• SELECTION
## start

# Sin3x = sinx Solve for x.

Tags: sin3x, sinx, solve
 P: 14 okay this problem stumped me for a while but here is my work for it, and I just got stuck at the end so if any help can be provided thanks in advance. sin3x = sinx sin(2x + x) = sinx sin2x cos x + cos2x sinx = sinx 2sinx cosx cosx + (2cos^2(x) -1) sinx = sinx 2sinx cos^2(x) + 2cos^2(x) sinx - sinx = sinx 2sinx cos^2(x) + 2cos^2(x) sinx - 2sinx = 0 2sinx (cos^2(x) + cos^2(x) - 2) = 0 2sinx (2cos^2(x) - 2) = 0 4sinx(cos^2(x) -1) = 0 4sinx(-sin^2(x)) = 0 4sinx = 0 , -sin^2x = 0 x = 0 , x = 0, pi, 2pi Why is it when I graph the equation sin3x - sinx = 0 on my calculator, it comes with 7 solutions when i only have 3?

## end

• DATA ENTRIES

## start

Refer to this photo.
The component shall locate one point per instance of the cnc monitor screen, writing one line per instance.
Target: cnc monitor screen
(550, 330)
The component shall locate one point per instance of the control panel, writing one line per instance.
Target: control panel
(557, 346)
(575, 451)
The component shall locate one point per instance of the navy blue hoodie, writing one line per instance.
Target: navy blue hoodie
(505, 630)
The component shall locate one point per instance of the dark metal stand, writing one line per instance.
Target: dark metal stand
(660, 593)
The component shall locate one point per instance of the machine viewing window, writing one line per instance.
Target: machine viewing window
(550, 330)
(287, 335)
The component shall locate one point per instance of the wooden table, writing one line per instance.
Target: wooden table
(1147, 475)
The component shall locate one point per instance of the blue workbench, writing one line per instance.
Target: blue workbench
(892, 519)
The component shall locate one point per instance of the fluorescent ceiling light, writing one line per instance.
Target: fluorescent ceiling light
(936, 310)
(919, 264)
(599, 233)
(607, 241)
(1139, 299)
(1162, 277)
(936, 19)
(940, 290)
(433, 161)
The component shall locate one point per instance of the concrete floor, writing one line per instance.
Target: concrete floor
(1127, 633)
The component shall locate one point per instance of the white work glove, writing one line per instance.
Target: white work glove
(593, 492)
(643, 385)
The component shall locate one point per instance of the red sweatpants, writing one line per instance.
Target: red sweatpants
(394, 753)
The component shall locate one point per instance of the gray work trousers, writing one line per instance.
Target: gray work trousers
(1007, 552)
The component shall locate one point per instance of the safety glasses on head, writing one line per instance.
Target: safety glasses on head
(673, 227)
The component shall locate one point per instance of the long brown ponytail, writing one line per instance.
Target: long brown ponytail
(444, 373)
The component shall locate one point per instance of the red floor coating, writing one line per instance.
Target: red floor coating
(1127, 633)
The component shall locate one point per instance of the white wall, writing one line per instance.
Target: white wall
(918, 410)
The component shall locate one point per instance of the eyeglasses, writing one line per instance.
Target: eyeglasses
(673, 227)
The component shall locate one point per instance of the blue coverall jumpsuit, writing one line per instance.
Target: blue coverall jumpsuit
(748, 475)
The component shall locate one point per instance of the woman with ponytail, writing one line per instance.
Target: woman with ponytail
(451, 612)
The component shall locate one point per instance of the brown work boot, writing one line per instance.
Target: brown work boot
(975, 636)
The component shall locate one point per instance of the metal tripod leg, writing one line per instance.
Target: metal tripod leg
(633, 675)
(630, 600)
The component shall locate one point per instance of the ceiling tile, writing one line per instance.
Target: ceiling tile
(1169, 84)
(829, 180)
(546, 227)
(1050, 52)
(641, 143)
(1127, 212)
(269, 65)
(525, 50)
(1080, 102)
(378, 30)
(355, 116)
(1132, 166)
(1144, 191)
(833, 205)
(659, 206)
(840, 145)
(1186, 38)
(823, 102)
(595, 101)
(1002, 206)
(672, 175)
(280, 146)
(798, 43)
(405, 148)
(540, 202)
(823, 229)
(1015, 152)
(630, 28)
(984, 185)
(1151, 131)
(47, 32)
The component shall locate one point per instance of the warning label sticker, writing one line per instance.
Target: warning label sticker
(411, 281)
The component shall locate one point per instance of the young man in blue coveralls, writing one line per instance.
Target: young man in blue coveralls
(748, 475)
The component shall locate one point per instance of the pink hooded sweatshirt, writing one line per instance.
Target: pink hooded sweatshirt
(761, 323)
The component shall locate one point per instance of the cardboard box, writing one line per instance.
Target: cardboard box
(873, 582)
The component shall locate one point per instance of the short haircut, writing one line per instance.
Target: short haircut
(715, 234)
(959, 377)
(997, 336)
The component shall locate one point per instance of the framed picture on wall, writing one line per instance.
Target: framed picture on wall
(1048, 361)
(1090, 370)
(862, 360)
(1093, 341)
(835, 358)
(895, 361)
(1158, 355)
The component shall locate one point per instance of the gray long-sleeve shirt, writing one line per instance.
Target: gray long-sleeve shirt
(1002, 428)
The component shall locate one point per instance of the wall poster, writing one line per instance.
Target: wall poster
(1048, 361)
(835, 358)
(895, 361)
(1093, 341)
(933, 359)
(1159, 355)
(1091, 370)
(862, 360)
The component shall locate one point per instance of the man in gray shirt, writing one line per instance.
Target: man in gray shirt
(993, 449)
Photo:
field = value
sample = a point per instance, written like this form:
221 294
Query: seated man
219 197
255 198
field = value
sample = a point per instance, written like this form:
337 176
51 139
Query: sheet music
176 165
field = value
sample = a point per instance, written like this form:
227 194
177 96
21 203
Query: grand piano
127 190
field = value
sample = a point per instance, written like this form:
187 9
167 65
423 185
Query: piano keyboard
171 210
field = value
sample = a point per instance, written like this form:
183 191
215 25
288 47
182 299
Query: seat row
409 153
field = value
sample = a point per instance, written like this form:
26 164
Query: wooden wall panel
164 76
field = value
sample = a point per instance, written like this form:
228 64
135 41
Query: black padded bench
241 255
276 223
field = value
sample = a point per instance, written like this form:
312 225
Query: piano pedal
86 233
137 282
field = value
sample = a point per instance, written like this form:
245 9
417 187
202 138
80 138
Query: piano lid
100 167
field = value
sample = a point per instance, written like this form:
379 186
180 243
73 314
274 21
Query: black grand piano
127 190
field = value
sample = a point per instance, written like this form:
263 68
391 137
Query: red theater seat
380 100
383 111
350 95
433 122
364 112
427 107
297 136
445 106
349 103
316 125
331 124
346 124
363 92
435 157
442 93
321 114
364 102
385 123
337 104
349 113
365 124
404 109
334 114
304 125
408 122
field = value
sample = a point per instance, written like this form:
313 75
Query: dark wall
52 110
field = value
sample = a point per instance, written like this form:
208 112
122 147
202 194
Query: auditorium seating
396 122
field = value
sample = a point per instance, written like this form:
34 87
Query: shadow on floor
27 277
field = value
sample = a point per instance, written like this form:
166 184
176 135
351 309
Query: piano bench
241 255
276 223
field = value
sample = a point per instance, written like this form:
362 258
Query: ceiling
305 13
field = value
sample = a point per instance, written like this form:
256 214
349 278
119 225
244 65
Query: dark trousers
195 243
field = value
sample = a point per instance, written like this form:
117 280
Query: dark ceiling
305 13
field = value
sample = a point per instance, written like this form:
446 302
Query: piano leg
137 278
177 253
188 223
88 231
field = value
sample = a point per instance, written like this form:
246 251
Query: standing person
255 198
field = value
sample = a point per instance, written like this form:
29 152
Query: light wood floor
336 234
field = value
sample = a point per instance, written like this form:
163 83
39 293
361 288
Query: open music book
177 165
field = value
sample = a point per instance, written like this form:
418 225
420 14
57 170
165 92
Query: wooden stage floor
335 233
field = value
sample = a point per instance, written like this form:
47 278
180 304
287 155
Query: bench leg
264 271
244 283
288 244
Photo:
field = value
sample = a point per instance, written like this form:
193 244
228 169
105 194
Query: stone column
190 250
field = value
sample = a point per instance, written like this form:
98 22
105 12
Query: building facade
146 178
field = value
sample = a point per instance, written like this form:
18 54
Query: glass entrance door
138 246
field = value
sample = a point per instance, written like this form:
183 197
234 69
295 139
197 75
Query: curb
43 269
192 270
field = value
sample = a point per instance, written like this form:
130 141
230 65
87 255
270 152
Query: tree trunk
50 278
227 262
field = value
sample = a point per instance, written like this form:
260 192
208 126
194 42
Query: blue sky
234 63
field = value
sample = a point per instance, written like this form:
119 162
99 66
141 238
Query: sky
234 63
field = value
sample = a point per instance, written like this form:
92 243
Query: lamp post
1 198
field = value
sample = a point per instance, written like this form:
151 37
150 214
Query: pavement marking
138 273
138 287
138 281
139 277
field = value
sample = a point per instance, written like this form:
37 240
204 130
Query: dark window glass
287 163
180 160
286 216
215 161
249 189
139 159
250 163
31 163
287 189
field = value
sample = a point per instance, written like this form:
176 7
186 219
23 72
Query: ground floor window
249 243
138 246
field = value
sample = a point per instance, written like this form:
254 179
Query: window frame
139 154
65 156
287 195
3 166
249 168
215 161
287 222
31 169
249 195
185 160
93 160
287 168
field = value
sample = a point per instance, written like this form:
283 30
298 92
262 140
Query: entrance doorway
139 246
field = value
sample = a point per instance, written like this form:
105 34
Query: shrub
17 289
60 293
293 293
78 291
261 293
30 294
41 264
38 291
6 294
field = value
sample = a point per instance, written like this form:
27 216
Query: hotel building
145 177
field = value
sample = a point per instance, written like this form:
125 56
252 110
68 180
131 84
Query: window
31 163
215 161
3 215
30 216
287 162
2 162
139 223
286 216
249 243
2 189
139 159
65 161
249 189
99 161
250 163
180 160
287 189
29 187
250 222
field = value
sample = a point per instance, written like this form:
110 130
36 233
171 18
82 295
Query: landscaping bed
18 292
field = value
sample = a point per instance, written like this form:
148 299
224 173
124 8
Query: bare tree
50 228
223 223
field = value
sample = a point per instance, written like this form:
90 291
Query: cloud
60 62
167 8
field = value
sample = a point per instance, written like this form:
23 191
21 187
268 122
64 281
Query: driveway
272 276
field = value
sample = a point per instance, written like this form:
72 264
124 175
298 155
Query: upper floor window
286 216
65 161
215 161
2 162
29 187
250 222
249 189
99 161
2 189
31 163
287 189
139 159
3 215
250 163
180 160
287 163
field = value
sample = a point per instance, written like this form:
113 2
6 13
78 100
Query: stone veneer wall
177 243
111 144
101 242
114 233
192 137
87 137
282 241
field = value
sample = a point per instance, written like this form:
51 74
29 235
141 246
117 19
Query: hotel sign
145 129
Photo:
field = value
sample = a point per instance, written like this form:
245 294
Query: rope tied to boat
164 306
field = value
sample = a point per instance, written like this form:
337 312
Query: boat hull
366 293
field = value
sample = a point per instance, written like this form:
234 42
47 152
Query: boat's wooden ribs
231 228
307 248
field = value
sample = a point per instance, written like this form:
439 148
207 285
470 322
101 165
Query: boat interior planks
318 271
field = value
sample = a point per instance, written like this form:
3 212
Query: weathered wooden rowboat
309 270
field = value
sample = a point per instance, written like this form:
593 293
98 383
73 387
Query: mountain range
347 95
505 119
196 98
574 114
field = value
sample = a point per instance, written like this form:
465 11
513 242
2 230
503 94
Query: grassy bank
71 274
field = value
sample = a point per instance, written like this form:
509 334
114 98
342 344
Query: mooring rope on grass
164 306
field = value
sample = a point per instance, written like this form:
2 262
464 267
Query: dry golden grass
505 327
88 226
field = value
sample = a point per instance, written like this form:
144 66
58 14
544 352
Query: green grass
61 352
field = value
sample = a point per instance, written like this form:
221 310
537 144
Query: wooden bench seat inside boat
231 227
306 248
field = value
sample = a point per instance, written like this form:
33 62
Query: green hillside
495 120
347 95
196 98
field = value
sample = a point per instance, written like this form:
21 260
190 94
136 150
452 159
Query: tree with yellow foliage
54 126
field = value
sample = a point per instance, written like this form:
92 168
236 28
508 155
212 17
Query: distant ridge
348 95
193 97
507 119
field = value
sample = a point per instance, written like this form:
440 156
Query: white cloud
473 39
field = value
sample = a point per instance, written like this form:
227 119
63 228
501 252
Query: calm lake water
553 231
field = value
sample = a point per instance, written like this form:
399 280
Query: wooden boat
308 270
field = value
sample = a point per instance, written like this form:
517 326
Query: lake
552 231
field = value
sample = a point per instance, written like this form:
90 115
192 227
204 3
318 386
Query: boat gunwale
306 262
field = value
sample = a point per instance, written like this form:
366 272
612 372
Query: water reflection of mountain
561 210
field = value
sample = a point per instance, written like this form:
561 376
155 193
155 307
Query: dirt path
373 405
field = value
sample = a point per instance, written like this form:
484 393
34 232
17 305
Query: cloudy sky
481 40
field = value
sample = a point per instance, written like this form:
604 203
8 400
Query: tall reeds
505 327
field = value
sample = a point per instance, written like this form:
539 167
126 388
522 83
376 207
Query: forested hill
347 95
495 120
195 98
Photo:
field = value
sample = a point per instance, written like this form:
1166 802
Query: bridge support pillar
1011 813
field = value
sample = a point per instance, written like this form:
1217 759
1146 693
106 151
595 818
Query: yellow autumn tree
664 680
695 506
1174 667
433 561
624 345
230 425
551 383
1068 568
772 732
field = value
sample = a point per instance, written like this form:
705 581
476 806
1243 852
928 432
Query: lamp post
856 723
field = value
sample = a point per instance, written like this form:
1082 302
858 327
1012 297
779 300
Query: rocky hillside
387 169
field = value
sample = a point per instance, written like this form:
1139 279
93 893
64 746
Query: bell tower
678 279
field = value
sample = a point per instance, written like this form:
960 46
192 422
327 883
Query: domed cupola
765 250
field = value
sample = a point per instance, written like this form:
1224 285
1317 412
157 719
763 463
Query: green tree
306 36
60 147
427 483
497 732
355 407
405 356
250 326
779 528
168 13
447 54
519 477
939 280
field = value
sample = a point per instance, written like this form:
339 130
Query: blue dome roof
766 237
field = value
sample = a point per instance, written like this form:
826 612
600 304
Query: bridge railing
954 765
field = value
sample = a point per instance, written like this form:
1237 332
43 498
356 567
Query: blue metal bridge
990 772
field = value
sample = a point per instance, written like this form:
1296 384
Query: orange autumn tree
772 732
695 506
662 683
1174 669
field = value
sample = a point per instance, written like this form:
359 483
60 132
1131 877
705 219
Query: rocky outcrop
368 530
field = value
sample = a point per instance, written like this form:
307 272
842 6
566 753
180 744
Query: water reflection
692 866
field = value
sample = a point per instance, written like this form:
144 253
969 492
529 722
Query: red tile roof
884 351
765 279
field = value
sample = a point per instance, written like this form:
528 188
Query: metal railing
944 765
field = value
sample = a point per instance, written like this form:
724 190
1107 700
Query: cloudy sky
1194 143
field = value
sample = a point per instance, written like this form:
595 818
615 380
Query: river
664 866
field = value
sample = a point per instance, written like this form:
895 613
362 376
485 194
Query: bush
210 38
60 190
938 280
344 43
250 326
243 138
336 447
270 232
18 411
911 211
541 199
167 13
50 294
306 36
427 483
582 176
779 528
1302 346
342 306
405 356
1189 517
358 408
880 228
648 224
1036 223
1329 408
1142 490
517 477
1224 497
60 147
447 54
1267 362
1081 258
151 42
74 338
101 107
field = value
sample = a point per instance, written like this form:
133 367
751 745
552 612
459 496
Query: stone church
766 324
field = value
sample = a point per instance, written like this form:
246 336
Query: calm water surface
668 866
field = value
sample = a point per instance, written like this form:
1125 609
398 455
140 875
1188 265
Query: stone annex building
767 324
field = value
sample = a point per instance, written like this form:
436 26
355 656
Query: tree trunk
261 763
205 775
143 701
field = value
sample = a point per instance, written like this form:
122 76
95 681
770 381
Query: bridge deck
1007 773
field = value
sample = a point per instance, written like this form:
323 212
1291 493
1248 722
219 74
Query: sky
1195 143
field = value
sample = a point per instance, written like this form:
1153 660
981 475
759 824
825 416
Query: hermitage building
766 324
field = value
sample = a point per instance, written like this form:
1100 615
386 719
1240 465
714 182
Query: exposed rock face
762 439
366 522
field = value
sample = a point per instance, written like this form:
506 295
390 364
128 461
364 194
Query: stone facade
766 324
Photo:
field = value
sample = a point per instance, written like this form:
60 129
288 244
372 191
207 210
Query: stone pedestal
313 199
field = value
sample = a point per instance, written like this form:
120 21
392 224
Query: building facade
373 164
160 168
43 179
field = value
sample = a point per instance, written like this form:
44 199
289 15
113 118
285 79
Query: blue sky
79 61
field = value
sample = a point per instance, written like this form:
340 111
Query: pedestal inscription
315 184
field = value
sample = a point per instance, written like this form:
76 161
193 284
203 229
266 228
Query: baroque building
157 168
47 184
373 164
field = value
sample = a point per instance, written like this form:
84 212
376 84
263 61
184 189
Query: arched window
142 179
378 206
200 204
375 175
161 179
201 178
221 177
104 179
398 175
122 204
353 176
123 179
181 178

## end

• TASKS
1 > Please summarize the forum post in two sentences.
2 > Output everything in the forum post from "# Sin3x = sinx" down to "only have 3?", word for word.

• EXERCISE RESULTS
1 > The poster works through sin3x = sinx by expanding sin(2x + x), reducing the equation to 4sinx(-sin^2(x)) = 0, and arrives at x = 0, pi, 2pi. The poster then asks why graphing sin3x - sinx = 0 on a calculator shows 7 solutions when the work gives only 3.

2 >
# Sin3x = sinx Solve for x.

Tags: sin3x, sinx, solve
 P: 14 okay this problem stumped me for a while but here is my work for it, and I just got stuck at the end so if any help can be provided thanks in advance. sin3x = sinx sin(2x + x) = sinx sin2x cos x + cos2x sinx = sinx 2sinx cosx cosx + (2cos^2(x) -1) sinx = sinx 2sinx cos^2(x) + 2cos^2(x) sinx - sinx = sinx 2sinx cos^2(x) + 2cos^2(x) sinx - 2sinx = 0 2sinx (cos^2(x) + cos^2(x) - 2) = 0 2sinx (2cos^2(x) - 2) = 0 4sinx(cos^2(x) -1) = 0 4sinx(-sin^2(x)) = 0 4sinx = 0 , -sin^2x = 0 x = 0 , x = 0, pi, 2pi Why is it when I graph the equation sin3x - sinx = 0 on my calculator, it comes with 7 solutions when i only have 3?